● SOURCE PASSAGE
◇ ◇ ◇ ◇
The Pilgrim's Route, (Pilegrimsleden) also known as St. Olav's Way or the Old Kings' Road, is a pilgrimage route to the Nidaros Cathedral in Trondheim, Norway. The cathedral is the site of the medieval tomb of St. Olav, who brought Christianity to Norway. The main route is approximately 640 km long. It starts in the ancient part of Oslo and heads north along the lake Mjøsa, up the Gudbrandsdalen valley, over the Dovrefjell mountains, and down the through the Oppdal and Gauldalen valleys to end at the Nidaros Cathedral.

Nidaros Cathedral is a popular place of Evangelical-Lutheran Christian pilgrimage, with several thousand pilgrims visiting it each year. Mass and the Divine Office, according to the Evangelical-Lutheran tradition, are celebrated daily at Nidaros Cathedral, in addition to other prayer services that are held there throughout the day for pilgrims. Those who complete the Pilgrim's Route receive a pilgrim certificate that is granted by Nidaros Cathedral.

==Route==
Although the Pilgrim's Route over the Dovrefjell mountains is only one of several pilgrimage routes in Norway, it is arguably the most famous. It connected the historically important Norwegian cities of Oslo and Nidaros (now Trondheim).

===Oldest known route===
The oldest known route over the Dovrefjell mountains which followed the Lågen river valley at the Kongsgården (lit. 'King's Farm') at Tofte, just past Dovre Church in Dovre Municipality (slightly south of present-day village of Dombås). It followed a lower and more easterly route which followed the drainage to the east of Tofte, and then proceeded over the Dovrefjell mountains to join the route in Oppdal Municipality.

===King's Way===
The "King's Way" traveled up through the Gudbrandsdalen valley and left the Lågen river valley at Tofte Kongsgården (lit. 'King's Farm') shortly past the Dovre Church in Dovre Municipality (just south of present-day village of Dombås). This route went more directly over the Dovrefjell mountains into Oppdal Municipality.

==Shelters==
The historically heavy stream of pilgrims which visited the shrine of St. Olaf in Trondheim annually prior to the Reformation resulted in the erection of mountain stations (fjellstue) where the pilgrims could find food and shelter. Stations were erected at Kongsvoll, Drivstuen, Fogstuen, and later at Hjerkinn.
◇ ◇ ◇ ◇
● INFORMATION SUPPLIED
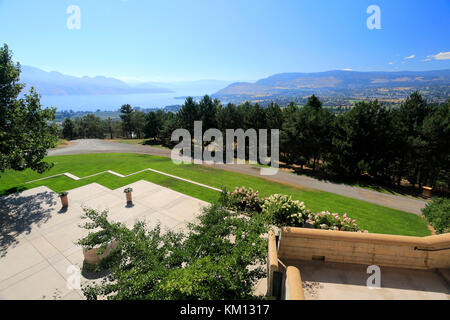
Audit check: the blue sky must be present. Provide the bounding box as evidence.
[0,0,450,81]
◇ ◇ ◇ ◇
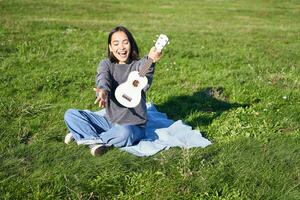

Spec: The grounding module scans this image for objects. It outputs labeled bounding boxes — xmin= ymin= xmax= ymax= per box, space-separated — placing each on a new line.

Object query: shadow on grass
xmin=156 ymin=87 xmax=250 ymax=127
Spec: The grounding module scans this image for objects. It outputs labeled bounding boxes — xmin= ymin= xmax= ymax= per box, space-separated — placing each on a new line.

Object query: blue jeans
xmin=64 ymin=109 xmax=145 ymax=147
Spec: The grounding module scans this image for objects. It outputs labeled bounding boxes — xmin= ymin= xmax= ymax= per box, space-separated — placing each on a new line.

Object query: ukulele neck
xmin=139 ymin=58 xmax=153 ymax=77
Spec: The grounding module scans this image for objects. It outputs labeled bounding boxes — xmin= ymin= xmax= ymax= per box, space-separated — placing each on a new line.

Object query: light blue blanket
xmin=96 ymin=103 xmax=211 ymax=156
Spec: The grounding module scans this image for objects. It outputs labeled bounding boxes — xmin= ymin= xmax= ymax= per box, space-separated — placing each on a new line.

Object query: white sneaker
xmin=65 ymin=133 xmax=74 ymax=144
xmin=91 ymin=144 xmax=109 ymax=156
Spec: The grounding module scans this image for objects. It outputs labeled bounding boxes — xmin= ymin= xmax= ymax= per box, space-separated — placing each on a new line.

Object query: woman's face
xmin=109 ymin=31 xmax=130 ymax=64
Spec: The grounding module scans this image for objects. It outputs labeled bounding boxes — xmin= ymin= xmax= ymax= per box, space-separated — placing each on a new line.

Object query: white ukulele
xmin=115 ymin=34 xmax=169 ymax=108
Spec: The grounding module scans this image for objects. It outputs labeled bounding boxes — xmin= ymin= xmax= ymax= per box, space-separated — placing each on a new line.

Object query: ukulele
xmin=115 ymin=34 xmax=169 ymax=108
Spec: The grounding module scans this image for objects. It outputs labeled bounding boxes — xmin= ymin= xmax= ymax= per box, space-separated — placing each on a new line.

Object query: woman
◇ ◇ ◇ ◇
● ACTION ITEM A
From the text on the Pilgrim's Route, list every place where a mountain station for pilgrims was erected.
● ACTION ITEM B
Write the next part of the text on the Pilgrim's Route, starting after its final sentence.

● TASK RESPONSE A
Kongsvoll, Drivstuen, Fogstuen, Hjerkinn

● TASK RESPONSE B
In speaking of the route, Knut Gjerset quotes Peder Claussøn Friis as writing in the late 16th century, "But in the winter people of high estate, as well as members of the court, travel mostly this way, because however high and deep the snow may fall, it blows together on the high mountains and becomes so hard men and horses can walk on it. The bonder [farmers] run over it on skis and snow-shoes. There are three stations: Drivstuen, Herdekinn and Fogstuen built on this same mountain in order that travelers may find lodging there...at the stations there are implements and dry wood, so that the traveler may build themselves fire, and not suffer from cold, when they have to remain over night, and cannot find the way across the mountain."

==History==
There is clear evidence that this route had seen heavy use in the early Norwegian Iron Age. Oppdal on the route was located at a crossroads for traffic from Trondheim, traffic over the Dovrefjell mountain range, and the Sunndal on the west coast. At Oppdal there are over 700 Viking Age grave mounds indicating that Viking trade routes passed through these valleys.

It is appropriately termed "The King's Road". Virtually every king of Norway traveled this road. Those for whom we easily find records of their passage range from the first King of Norway through the last King able to pass that way before the road was completely replaced with modern rail and tarmac.

Harald Fairhair or Harold I was the first king of all Norway who crossed the Dovrefjell on The King's Road. Harald Hårfagres saga describes an expedition he led up the Gudbrandsdal, and north over Dovrefjell on his way to success at the battle of Orkadal.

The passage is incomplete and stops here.